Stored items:
_ _ _ _ _
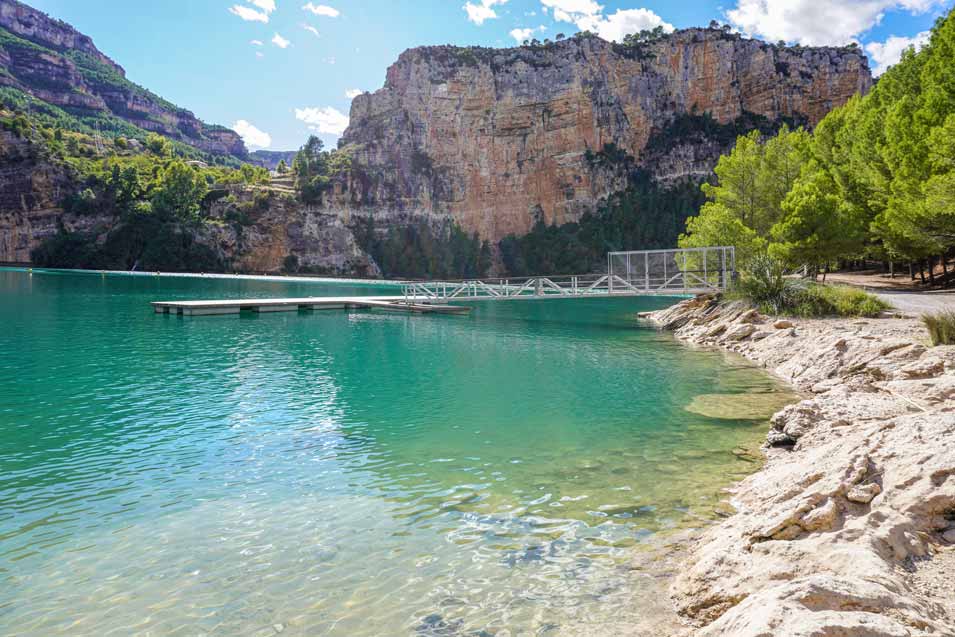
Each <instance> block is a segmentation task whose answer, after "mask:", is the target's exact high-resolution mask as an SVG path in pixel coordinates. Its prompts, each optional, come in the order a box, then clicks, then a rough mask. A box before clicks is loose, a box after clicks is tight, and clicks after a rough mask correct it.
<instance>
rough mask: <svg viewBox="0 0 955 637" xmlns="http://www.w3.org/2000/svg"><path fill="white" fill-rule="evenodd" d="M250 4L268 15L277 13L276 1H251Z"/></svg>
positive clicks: (249, 1) (256, 0)
mask: <svg viewBox="0 0 955 637" xmlns="http://www.w3.org/2000/svg"><path fill="white" fill-rule="evenodd" d="M249 4H251V5H253V6H256V7H258V8H260V9H262V10H263V11H265V12H266V13H272V12H273V11H275V0H249Z"/></svg>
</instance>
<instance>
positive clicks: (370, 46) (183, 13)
mask: <svg viewBox="0 0 955 637" xmlns="http://www.w3.org/2000/svg"><path fill="white" fill-rule="evenodd" d="M953 2H955V0H898V1H893V0H723V2H714V1H709V0H696V1H693V0H681V1H679V2H675V1H673V0H666V1H655V0H647V1H643V2H639V1H633V0H603V1H601V2H597V1H596V0H311V1H307V0H162V1H160V2H146V1H142V0H140V1H136V0H82V1H78V0H32V1H30V0H28V4H31V5H32V6H34V7H36V8H38V9H40V10H42V11H45V12H46V13H48V14H50V15H52V16H54V17H56V18H60V19H62V20H65V21H67V22H69V23H70V24H72V25H73V26H75V27H76V28H77V29H79V30H80V31H81V32H83V33H86V34H87V35H89V36H91V37H92V38H93V40H94V42H95V43H96V45H97V47H99V49H100V50H102V51H103V52H104V53H106V54H107V55H109V56H110V57H112V58H113V59H114V60H116V61H117V62H118V63H119V64H121V65H122V66H123V67H124V68H125V69H126V74H127V76H128V77H129V78H130V79H131V80H133V81H135V82H137V83H139V84H142V85H143V86H145V87H147V88H149V89H151V90H152V91H154V92H156V93H158V94H159V95H162V96H163V97H165V98H167V99H169V100H170V101H172V102H174V103H176V104H179V105H180V106H183V107H185V108H188V109H190V110H191V111H193V112H194V113H196V115H198V116H199V117H200V118H202V119H203V120H205V121H207V122H213V123H218V124H224V125H226V126H232V127H235V128H237V129H239V130H240V132H241V133H242V134H243V136H244V137H245V139H246V142H247V144H249V145H250V147H252V148H259V147H267V148H270V149H273V150H290V149H294V148H297V147H299V146H300V145H301V144H302V143H303V142H304V140H305V139H306V137H307V136H308V135H309V134H310V133H316V134H318V135H319V136H320V137H322V138H323V139H324V140H325V142H326V144H334V142H335V141H336V140H337V138H338V136H339V135H340V132H341V131H342V130H343V128H344V126H345V125H346V124H347V118H348V110H349V105H350V103H351V98H350V97H349V96H348V95H349V94H350V93H349V92H353V91H355V90H360V91H374V90H375V89H378V88H380V87H381V85H382V83H383V82H384V77H385V70H386V69H387V68H388V66H389V65H390V64H391V63H392V62H394V60H395V59H396V58H397V57H398V55H399V54H400V53H401V52H402V51H403V50H405V49H407V48H409V47H413V46H421V45H430V44H457V45H471V44H476V45H483V46H496V47H500V46H512V45H514V44H515V43H516V42H517V40H518V39H523V37H525V35H526V34H527V33H532V34H533V35H531V37H537V38H539V39H541V40H543V39H544V38H547V37H550V38H553V37H554V36H555V35H556V34H557V33H564V34H566V35H571V34H573V33H575V32H577V31H578V30H581V29H583V28H586V29H590V30H593V31H597V32H598V33H600V34H601V35H602V36H604V37H607V38H608V39H615V38H619V37H622V35H623V34H624V33H627V32H631V31H635V30H639V29H640V28H644V27H652V26H656V25H661V26H664V28H666V29H670V28H684V27H690V26H703V25H706V24H707V23H709V21H710V20H713V19H715V20H718V21H720V22H726V23H730V24H732V25H733V26H734V27H735V28H736V29H737V30H739V31H740V32H742V33H744V34H747V35H752V36H755V37H762V38H764V39H767V40H770V41H773V42H775V41H778V40H787V41H789V42H800V43H802V44H807V45H822V44H833V45H839V44H846V43H848V42H850V41H853V40H855V41H858V42H860V43H861V44H862V45H863V46H864V47H865V49H866V51H867V53H868V54H869V58H870V65H871V66H872V67H873V68H875V69H876V70H877V71H881V70H882V69H884V68H885V66H887V65H888V64H891V63H892V62H894V61H895V60H897V59H898V56H899V55H900V54H901V51H902V50H903V49H904V48H905V47H906V46H908V45H910V44H913V43H914V44H916V45H917V44H918V43H919V42H920V41H922V40H924V37H925V32H926V31H927V29H929V28H930V27H931V25H932V23H933V22H934V20H935V18H937V17H938V16H939V15H941V14H943V13H944V12H946V11H947V10H949V9H950V8H951V6H952V3H953ZM520 30H530V31H524V32H523V33H522V32H520Z"/></svg>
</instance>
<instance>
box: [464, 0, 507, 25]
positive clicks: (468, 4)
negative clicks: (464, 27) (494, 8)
mask: <svg viewBox="0 0 955 637" xmlns="http://www.w3.org/2000/svg"><path fill="white" fill-rule="evenodd" d="M506 2H507V0H479V3H478V4H475V3H474V2H465V3H464V6H463V7H461V8H462V9H464V11H465V12H466V13H467V14H468V20H470V21H471V22H473V23H474V24H476V25H478V26H480V25H482V24H484V21H485V20H493V19H494V18H496V17H497V12H496V11H494V5H497V4H505V3H506Z"/></svg>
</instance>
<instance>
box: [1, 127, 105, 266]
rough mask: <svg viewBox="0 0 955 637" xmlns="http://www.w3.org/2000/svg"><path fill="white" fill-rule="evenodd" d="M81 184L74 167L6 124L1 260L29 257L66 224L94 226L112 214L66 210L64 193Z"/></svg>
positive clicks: (1, 206)
mask: <svg viewBox="0 0 955 637" xmlns="http://www.w3.org/2000/svg"><path fill="white" fill-rule="evenodd" d="M73 189H75V184H74V183H73V180H72V179H71V177H70V175H69V173H68V172H67V171H66V170H65V169H64V168H63V167H62V166H61V165H57V164H55V163H51V162H49V161H47V160H46V159H45V158H44V157H43V156H42V154H41V153H40V151H39V150H38V147H37V146H36V145H35V144H31V143H30V142H28V141H26V140H23V139H21V138H19V137H17V136H16V135H14V134H12V133H10V132H8V131H4V130H0V262H3V263H27V262H29V261H30V251H31V250H32V249H33V248H35V247H36V246H37V245H38V244H39V243H40V242H41V241H43V240H44V239H46V238H48V237H51V236H53V235H54V234H56V233H57V231H58V230H59V229H60V228H61V227H62V228H64V229H66V230H69V231H71V232H72V231H79V232H88V231H90V230H92V229H93V228H94V227H108V226H109V225H110V224H111V222H112V220H111V219H110V218H108V217H98V216H77V215H72V214H66V213H64V212H63V209H62V208H61V205H60V204H61V200H62V197H63V196H64V195H65V194H67V193H69V192H71V191H72V190H73Z"/></svg>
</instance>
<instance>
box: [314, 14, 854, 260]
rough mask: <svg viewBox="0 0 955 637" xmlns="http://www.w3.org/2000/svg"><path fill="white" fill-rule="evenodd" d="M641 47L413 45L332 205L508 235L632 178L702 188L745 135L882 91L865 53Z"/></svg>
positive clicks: (721, 48) (796, 121)
mask: <svg viewBox="0 0 955 637" xmlns="http://www.w3.org/2000/svg"><path fill="white" fill-rule="evenodd" d="M629 42H630V44H629V45H621V44H614V43H610V42H607V41H604V40H602V39H600V38H598V37H596V36H593V35H590V34H578V35H577V36H575V37H572V38H569V39H567V40H563V41H560V42H555V43H549V44H543V45H532V46H523V47H517V48H511V49H487V48H480V47H470V48H461V47H451V46H438V47H421V48H415V49H410V50H408V51H405V52H404V53H402V54H401V56H400V57H399V59H398V61H397V62H396V63H395V64H393V65H392V66H391V67H390V68H389V69H388V72H387V77H386V80H385V85H384V87H383V88H381V89H379V90H377V91H375V92H374V93H366V94H363V95H359V96H358V97H356V98H355V99H354V100H353V102H352V108H351V125H350V126H349V128H348V130H347V131H346V132H345V135H344V137H343V140H342V142H343V144H345V145H347V146H348V147H349V148H351V149H352V153H353V156H354V163H353V170H352V173H351V175H350V179H349V181H348V182H347V183H346V184H344V187H343V188H342V189H341V190H342V193H343V194H341V195H340V196H338V197H337V198H334V199H333V200H332V201H331V203H332V204H333V205H335V206H337V207H340V208H342V209H348V210H349V211H361V210H365V211H369V210H374V211H375V214H378V215H384V216H386V217H389V216H390V217H392V218H406V217H408V216H421V217H432V218H433V217H434V216H436V215H437V216H444V217H450V218H451V219H453V220H455V221H456V222H457V223H459V224H460V225H461V226H462V227H463V228H465V229H466V230H467V231H469V232H470V231H473V232H478V233H479V234H480V235H481V237H482V238H486V239H489V240H491V241H497V240H500V239H501V238H503V237H505V236H506V235H508V234H516V235H521V234H524V233H526V232H528V231H529V230H531V228H532V227H533V226H534V224H535V223H536V222H537V221H544V222H545V223H547V224H550V223H556V224H561V223H565V222H573V221H577V220H579V219H580V218H581V217H582V216H583V215H584V214H586V213H592V212H595V211H596V210H597V209H598V208H599V204H600V202H601V200H603V199H604V198H606V197H608V196H609V195H612V194H613V193H617V192H620V191H623V190H624V189H626V188H627V186H628V184H629V176H630V175H631V174H632V173H633V171H634V170H635V169H642V170H644V171H647V172H649V173H650V174H651V175H652V176H653V178H654V180H655V181H656V182H657V183H660V184H667V183H672V182H675V181H679V180H681V179H683V178H686V177H692V178H697V179H701V178H706V177H708V176H709V175H710V174H711V171H712V168H713V166H714V165H715V162H716V160H717V158H718V157H719V156H720V154H721V153H722V152H725V151H726V150H727V149H728V148H729V147H730V146H731V145H732V144H733V143H734V142H735V139H736V135H737V134H740V133H745V132H748V131H750V130H752V129H754V128H760V129H764V130H766V131H767V132H771V131H775V129H776V128H778V126H779V125H780V124H782V123H784V122H788V123H791V124H806V125H809V126H812V125H814V124H815V123H816V122H818V121H819V120H820V119H821V118H822V117H823V116H824V115H825V114H826V113H827V112H828V111H829V110H830V109H832V108H833V107H835V106H839V105H841V104H843V103H845V102H846V100H848V99H849V97H850V96H852V95H853V94H855V93H858V92H865V91H867V90H868V89H869V87H870V86H871V84H872V79H871V75H870V73H869V68H868V63H867V60H866V58H865V56H864V55H863V54H862V53H861V51H859V50H858V49H856V48H854V47H853V48H803V47H778V46H773V45H770V44H767V43H765V42H761V41H758V40H749V39H744V38H741V37H740V36H738V35H734V34H729V33H726V32H724V31H722V30H719V29H686V30H682V31H677V32H674V33H672V34H669V35H660V34H644V35H643V36H638V37H637V38H632V39H630V40H629ZM674 239H675V237H674Z"/></svg>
_ _ _ _ _
To do:
Collect every line of the material above that contains the string "positive", matching case exactly.

Answer to the problem:
positive clicks: (249, 1) (256, 0)
positive clicks: (370, 46) (183, 13)
positive clicks: (468, 4)
positive clicks: (1, 206)
positive clicks: (721, 48) (796, 121)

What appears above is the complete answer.